WHAT YOU SHOULD DO: Print the material unchanged, starting with the line that contains "Looking at the image above, confirm the existence of any fresh" and going on through the line that contains "[0,0,896,1344]".

DATASET ROWS:
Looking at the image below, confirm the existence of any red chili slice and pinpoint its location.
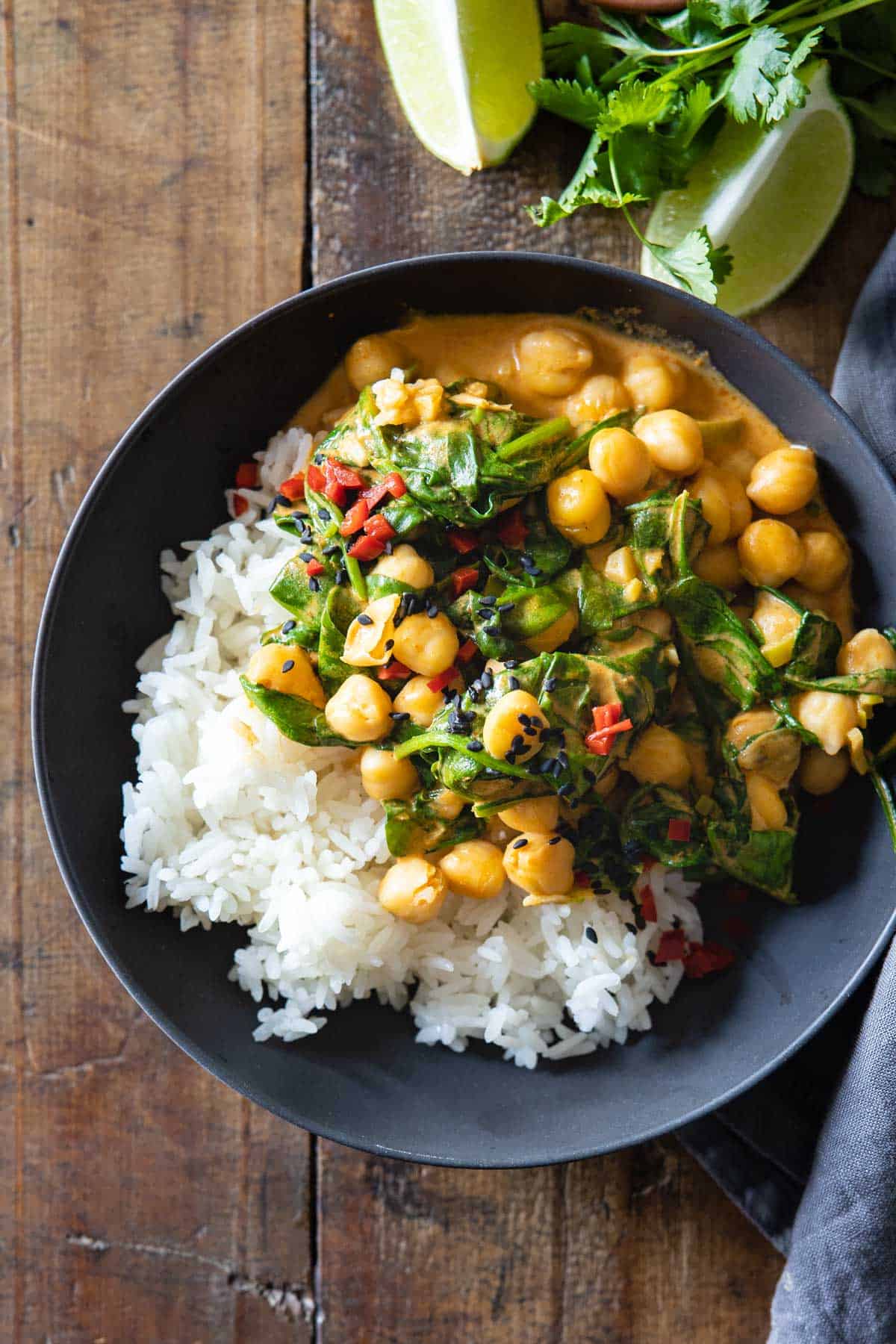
[324,457,364,491]
[383,472,407,500]
[426,664,461,692]
[278,472,305,504]
[685,942,735,980]
[237,462,259,494]
[641,887,657,924]
[445,527,479,555]
[348,536,385,561]
[451,568,479,598]
[364,514,395,541]
[376,659,414,682]
[497,508,528,551]
[338,499,371,536]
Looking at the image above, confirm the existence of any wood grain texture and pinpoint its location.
[0,0,311,1344]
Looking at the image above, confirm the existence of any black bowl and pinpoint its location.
[34,252,896,1166]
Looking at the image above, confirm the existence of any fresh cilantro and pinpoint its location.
[526,0,896,302]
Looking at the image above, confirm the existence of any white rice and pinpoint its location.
[121,429,701,1068]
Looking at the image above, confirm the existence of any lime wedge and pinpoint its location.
[641,60,854,317]
[375,0,541,173]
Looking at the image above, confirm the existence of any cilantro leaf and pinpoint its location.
[644,225,732,304]
[529,79,607,131]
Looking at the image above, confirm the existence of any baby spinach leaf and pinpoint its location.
[239,676,358,747]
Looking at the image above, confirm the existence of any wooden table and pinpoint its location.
[0,0,896,1344]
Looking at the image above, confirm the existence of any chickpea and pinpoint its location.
[688,467,730,546]
[752,593,802,644]
[343,593,402,668]
[620,723,691,789]
[524,608,579,653]
[744,770,787,830]
[392,612,461,677]
[565,373,632,425]
[395,669,464,729]
[603,546,638,586]
[693,541,740,588]
[498,794,560,835]
[622,352,686,411]
[324,672,392,742]
[516,326,594,396]
[430,789,464,821]
[738,517,803,588]
[246,644,326,709]
[482,691,548,765]
[634,410,703,476]
[712,467,752,538]
[439,840,506,900]
[797,531,849,593]
[588,426,650,504]
[360,747,420,801]
[504,830,575,897]
[345,336,410,393]
[747,447,818,514]
[547,467,610,546]
[790,691,859,756]
[837,629,896,676]
[372,546,435,588]
[798,747,849,797]
[376,855,446,924]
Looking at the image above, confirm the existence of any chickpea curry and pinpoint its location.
[242,314,896,924]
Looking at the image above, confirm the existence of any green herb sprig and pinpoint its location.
[526,0,896,302]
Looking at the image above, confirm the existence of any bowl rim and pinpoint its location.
[30,250,896,1169]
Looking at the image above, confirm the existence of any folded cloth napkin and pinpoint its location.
[679,237,896,1344]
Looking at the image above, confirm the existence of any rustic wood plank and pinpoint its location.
[0,0,313,1344]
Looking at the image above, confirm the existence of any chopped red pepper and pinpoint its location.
[445,527,479,555]
[338,499,371,536]
[383,472,407,500]
[656,929,688,966]
[426,664,461,692]
[451,568,479,598]
[348,536,385,561]
[364,514,395,541]
[237,462,258,491]
[308,462,326,494]
[278,472,305,504]
[324,457,364,491]
[685,942,735,980]
[376,659,414,682]
[497,508,528,551]
[641,887,657,924]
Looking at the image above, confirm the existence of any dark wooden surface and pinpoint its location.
[7,0,896,1344]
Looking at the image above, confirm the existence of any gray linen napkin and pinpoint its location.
[679,237,896,1344]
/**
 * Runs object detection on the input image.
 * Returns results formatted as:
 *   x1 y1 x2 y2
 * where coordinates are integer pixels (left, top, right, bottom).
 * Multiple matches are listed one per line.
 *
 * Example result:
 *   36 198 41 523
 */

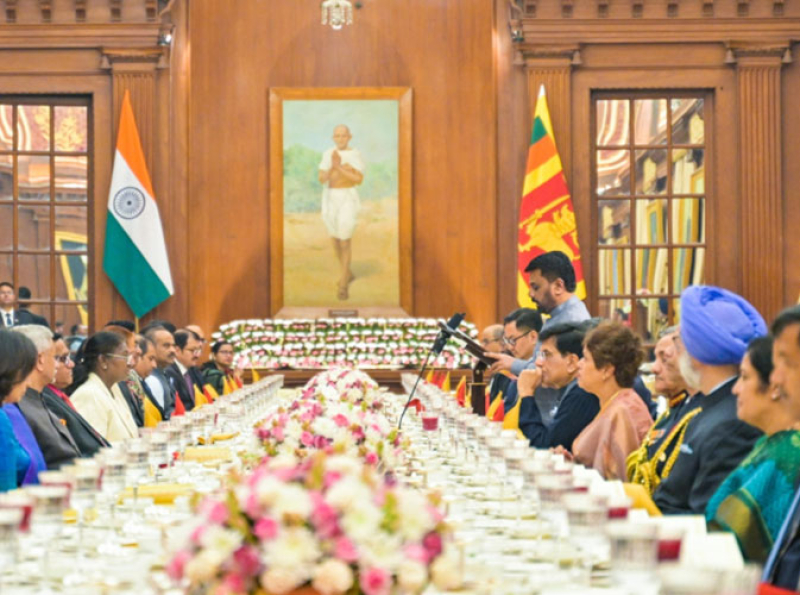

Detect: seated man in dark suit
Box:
42 335 110 457
517 322 600 450
13 324 81 469
0 281 48 328
164 329 202 411
653 285 767 514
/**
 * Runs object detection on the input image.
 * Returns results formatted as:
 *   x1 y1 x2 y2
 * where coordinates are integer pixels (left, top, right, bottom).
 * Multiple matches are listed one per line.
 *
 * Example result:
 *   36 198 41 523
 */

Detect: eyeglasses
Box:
503 329 533 347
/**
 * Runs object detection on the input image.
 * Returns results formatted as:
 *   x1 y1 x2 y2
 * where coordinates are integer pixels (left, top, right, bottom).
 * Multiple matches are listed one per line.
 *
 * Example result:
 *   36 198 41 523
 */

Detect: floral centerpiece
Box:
168 452 460 595
256 368 402 470
212 318 477 369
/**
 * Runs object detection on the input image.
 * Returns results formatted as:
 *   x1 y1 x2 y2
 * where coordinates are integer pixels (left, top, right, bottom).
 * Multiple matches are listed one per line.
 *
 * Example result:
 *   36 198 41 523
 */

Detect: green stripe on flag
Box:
103 213 170 318
531 116 547 145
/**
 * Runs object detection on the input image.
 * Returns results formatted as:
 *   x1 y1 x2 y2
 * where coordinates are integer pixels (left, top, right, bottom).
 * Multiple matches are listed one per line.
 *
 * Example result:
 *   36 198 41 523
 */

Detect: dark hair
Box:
583 321 644 388
64 331 125 395
525 250 576 293
105 320 136 333
142 320 178 335
174 329 191 350
770 305 800 342
747 336 773 389
503 308 543 333
0 329 39 403
539 322 586 357
211 339 233 355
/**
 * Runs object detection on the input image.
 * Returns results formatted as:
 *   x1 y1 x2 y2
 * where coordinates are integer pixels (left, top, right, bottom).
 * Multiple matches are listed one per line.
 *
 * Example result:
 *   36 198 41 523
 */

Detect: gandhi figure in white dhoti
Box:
319 125 364 300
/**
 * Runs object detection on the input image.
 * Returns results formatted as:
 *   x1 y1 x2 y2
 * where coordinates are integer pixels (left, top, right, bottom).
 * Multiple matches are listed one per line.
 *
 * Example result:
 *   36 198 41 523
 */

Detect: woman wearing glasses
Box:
66 331 139 444
0 330 47 492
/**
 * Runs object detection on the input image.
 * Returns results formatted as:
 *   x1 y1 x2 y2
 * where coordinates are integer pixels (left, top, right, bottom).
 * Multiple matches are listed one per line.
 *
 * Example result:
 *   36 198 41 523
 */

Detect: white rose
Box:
183 551 219 583
311 558 353 595
431 550 461 591
397 560 428 593
264 527 321 579
261 568 306 595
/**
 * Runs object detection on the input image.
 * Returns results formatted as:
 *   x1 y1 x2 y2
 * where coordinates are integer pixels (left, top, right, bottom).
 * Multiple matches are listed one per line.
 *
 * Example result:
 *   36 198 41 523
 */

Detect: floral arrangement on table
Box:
256 368 403 470
167 453 461 595
212 318 477 369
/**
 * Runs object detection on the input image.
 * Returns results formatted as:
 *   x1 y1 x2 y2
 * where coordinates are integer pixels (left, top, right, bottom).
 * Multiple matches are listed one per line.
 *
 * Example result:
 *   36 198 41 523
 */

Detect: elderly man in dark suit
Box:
42 335 111 457
13 325 81 469
653 285 767 514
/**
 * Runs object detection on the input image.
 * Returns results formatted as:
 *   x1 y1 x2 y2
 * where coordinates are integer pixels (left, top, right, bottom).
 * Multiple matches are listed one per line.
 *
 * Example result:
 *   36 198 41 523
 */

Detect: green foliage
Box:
283 145 397 213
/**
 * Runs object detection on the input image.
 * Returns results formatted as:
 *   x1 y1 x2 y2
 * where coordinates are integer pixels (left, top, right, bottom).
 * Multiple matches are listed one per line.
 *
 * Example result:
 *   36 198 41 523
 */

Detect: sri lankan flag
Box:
517 85 586 307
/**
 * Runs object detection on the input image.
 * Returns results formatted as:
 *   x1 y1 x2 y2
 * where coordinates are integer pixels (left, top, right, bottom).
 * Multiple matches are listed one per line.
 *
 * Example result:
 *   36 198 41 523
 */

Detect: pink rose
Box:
422 531 442 562
233 545 261 576
253 516 278 541
201 500 230 525
333 537 358 563
166 550 192 581
403 543 428 564
220 572 247 595
359 567 392 595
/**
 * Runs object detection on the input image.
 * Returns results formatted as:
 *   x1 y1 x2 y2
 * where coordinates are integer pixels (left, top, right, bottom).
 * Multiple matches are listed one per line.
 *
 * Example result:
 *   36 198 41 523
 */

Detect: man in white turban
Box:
319 124 364 300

EXERCISE RESULT:
Looking at the image above, confirm the existence of any fresh cilantro and pinpoint its location.
[526,0,896,302]
Looking at the image above, confirm the existence of any white rice and pinpoint its location.
[121,429,701,1068]
Looking at the image above, confirm the existence of any lime wedge and pinpoint its location.
[641,60,854,317]
[375,0,541,173]
Looking at the image above, confirm the existence of any cilantro leaf and pinpoint its location.
[644,225,732,304]
[529,79,607,131]
Looking at the image above, confirm the existence of any baby spinach leaf and pinpoint its location.
[239,676,358,747]
Looking at the image above, confirm the existence of any wooden table and pinpoint its location.
[0,0,896,1344]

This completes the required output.